Ten percent of babies born with congenital heart disease have genetic mutations that occurred while they were in the womb, i.e. they did not inherited the genetic mutations from their parents, researchers reported in the May 12th issue of the journal Nature.

Thousands of children are born annually with severely malformed hearts. These disorders are collectively referred to as “congenital heart disease” or congenital heart defects. Congenital means you are born with it. Congenital does not necessarily mean it is inherited; congenital heart disease, for example, may be inherited, could be due to genetic abnormalities that occur after conception, components in the intrauterine environment, or other factors.

The defect associated with congenital heart disease either obstructs the flow of blood in the heart or nearby vessels, or causes blood to flow through the heart abnormally. Congenital heart disease is a common birth defect and a major cause of death associated with birth defects.

==========

▸ What to do
1. Write out the part of the congenital heart disease text that begins at the words "Thousands of children" and stops after "or other factors.", swapping "malformed" for "deformed".
2. Answer these questions from the congenital heart disease text:
(a) What percentage of babies born with congenital heart disease have genetic mutations that occurred while they were in the womb?
(b) In which journal was this finding reported?
(c) According to the text, what does "congenital" mean?

[Dataset excerpts]
==========

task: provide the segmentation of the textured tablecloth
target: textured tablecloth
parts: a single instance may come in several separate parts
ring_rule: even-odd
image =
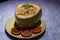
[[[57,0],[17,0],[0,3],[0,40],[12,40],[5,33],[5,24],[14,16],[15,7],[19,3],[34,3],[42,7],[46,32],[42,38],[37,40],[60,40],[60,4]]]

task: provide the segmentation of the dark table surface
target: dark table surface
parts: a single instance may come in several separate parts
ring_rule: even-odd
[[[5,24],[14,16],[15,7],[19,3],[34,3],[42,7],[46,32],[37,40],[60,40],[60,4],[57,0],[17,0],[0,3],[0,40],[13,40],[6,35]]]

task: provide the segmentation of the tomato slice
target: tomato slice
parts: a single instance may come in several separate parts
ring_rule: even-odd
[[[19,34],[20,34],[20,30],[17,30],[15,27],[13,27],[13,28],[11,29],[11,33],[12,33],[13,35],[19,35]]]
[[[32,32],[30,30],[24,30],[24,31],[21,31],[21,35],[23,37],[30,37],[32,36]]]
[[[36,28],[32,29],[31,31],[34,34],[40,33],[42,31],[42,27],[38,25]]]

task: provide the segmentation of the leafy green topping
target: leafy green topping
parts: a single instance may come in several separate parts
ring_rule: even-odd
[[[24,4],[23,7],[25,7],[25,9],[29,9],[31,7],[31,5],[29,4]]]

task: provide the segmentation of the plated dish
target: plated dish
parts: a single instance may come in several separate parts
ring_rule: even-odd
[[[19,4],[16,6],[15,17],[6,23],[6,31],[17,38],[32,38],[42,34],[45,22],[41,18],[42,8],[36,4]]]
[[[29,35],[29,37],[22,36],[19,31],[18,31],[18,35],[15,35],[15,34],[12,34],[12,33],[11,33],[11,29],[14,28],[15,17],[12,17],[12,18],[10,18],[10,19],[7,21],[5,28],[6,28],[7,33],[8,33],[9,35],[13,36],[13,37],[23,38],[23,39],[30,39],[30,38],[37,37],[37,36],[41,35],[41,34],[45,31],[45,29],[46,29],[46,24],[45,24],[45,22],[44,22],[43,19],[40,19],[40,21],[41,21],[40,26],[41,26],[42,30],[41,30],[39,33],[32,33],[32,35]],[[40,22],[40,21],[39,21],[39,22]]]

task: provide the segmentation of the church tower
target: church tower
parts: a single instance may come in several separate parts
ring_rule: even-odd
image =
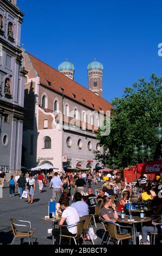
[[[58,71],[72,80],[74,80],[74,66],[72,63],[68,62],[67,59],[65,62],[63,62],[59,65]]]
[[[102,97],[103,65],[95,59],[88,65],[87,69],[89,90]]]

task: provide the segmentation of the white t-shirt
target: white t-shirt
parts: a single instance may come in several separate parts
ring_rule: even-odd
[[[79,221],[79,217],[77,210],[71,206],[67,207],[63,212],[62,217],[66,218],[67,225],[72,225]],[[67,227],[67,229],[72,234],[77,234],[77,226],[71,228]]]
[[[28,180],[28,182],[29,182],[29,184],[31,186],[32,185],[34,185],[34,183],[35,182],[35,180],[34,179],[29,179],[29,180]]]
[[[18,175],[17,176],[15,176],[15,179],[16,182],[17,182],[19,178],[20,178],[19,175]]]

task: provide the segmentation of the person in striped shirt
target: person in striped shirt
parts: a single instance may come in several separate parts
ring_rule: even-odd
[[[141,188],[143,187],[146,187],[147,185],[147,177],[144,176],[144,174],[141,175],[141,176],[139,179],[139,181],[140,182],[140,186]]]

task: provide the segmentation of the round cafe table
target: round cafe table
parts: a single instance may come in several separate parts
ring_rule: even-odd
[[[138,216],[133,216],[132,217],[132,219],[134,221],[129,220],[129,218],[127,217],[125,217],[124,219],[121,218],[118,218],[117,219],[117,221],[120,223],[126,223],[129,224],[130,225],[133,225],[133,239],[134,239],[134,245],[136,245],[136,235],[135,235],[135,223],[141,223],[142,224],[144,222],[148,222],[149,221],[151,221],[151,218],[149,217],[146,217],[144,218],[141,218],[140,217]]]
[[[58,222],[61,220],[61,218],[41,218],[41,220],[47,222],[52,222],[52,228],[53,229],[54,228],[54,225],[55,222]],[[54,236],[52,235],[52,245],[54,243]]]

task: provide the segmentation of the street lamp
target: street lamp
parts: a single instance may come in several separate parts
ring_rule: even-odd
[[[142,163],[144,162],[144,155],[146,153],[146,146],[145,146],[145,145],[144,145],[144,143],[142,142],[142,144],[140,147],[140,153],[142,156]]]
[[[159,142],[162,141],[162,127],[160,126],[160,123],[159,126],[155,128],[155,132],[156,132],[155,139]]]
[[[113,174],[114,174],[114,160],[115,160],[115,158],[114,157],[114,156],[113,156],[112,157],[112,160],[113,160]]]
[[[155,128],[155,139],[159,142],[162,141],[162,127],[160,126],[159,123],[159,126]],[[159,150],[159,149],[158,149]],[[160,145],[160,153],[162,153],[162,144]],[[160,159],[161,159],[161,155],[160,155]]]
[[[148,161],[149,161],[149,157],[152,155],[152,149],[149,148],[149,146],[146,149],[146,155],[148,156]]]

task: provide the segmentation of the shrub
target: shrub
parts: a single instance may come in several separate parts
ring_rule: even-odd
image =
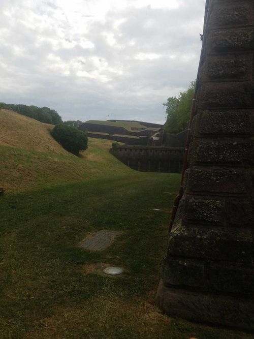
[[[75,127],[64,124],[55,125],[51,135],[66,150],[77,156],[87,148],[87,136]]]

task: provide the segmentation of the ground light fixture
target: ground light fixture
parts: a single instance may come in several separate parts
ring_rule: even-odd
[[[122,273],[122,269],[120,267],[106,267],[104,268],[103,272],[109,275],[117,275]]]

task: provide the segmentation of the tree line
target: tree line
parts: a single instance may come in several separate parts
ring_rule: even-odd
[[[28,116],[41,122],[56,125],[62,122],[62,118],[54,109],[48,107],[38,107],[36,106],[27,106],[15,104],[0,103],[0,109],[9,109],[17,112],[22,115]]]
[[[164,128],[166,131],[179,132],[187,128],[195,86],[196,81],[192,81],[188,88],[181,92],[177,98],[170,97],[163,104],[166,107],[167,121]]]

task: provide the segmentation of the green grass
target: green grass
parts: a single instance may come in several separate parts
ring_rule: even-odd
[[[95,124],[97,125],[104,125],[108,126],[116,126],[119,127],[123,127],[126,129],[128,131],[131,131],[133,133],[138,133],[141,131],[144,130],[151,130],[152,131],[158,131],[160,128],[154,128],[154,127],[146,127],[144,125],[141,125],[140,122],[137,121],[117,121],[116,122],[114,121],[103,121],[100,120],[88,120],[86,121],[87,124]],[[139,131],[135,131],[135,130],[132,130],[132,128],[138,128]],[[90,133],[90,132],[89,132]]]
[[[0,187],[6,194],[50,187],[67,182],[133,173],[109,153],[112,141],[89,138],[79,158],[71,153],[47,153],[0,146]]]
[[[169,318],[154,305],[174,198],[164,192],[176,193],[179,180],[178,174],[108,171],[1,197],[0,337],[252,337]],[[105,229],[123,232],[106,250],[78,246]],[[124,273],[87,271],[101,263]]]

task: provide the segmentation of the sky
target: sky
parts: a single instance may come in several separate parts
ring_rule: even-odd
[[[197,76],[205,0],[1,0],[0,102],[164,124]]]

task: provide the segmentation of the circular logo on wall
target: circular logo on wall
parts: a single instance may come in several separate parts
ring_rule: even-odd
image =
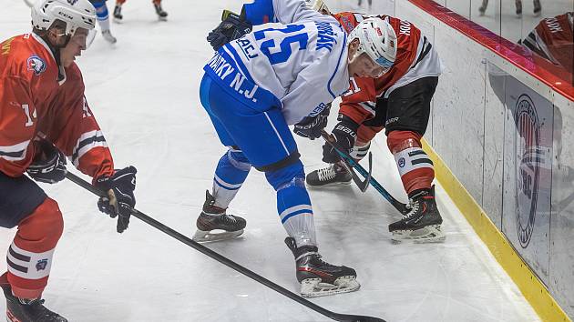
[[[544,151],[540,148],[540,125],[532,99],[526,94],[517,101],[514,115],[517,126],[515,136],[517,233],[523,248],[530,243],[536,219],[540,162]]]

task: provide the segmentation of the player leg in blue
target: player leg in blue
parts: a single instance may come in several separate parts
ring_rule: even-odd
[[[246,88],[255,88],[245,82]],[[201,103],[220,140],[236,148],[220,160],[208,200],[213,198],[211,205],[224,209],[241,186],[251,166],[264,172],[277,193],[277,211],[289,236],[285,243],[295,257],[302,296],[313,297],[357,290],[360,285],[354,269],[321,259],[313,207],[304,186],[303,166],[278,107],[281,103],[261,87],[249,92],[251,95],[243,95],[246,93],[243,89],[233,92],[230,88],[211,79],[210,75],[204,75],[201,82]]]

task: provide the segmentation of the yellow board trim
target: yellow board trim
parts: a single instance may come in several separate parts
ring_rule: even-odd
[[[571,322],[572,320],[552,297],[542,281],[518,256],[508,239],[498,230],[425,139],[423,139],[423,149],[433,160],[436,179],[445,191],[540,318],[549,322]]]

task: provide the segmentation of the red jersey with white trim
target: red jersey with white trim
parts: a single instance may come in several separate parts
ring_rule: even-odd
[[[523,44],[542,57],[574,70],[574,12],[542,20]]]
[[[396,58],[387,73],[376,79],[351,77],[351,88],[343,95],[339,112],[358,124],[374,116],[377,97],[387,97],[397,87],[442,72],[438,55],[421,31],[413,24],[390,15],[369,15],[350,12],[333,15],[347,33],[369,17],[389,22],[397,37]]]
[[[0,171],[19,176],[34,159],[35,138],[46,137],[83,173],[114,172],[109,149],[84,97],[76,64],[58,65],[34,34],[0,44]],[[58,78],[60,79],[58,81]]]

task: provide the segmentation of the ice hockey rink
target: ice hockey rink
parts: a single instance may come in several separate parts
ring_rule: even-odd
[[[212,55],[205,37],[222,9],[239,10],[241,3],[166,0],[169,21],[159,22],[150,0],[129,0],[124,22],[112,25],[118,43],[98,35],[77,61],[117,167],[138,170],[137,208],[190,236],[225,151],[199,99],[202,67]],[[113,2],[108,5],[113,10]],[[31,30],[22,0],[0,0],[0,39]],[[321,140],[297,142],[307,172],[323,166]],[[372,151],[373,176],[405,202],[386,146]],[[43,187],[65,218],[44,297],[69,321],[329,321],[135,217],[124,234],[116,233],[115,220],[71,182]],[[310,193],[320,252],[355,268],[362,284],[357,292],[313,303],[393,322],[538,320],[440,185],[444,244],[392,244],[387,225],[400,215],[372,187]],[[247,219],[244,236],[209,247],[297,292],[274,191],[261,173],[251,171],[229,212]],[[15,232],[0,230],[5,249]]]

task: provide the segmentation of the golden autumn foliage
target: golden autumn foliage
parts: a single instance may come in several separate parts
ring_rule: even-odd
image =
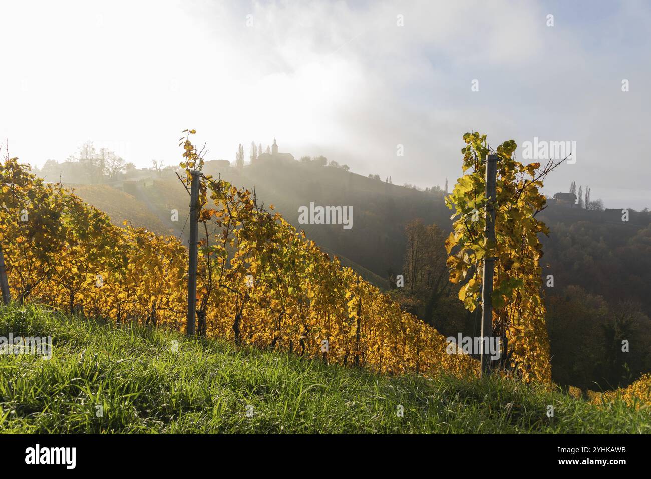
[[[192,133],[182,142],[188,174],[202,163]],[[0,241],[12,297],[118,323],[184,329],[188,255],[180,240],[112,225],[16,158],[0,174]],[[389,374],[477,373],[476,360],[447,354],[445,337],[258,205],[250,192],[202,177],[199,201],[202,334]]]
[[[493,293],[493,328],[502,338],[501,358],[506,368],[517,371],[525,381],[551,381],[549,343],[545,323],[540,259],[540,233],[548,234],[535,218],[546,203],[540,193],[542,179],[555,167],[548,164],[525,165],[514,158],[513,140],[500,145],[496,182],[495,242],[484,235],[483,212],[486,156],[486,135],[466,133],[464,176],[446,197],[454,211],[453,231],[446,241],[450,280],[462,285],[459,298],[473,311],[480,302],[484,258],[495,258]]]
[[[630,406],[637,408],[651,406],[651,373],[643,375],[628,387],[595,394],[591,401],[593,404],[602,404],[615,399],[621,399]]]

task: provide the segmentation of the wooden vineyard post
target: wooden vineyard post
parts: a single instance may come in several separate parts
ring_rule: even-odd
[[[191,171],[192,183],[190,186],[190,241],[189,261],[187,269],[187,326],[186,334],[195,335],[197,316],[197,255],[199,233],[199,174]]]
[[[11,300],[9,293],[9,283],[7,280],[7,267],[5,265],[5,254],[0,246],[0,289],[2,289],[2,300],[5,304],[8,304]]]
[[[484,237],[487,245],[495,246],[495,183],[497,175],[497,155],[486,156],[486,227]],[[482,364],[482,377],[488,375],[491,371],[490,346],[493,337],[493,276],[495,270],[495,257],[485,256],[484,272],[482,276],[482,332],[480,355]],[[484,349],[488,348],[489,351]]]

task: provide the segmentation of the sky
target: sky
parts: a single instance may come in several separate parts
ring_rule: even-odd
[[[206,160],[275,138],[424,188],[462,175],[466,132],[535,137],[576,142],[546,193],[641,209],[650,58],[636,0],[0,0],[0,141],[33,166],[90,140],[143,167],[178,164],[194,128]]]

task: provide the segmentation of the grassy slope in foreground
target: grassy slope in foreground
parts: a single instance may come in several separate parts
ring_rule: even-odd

==========

▸ Task-by-task solutions
1.
Thousands of children are born annually with severely deformed hearts. These disorders are collectively referred to as “congenital heart disease” or congenital heart defects. Congenital means you are born with it. Congenital does not necessarily mean it is inherited; congenital heart disease, for example, may be inherited, could be due to genetic abnormalities that occur after conception, components in the intrauterine environment, or other factors.

2.
(a) Ten percent.
(b) Nature, in its May 12th issue.
(c) That you are born with it.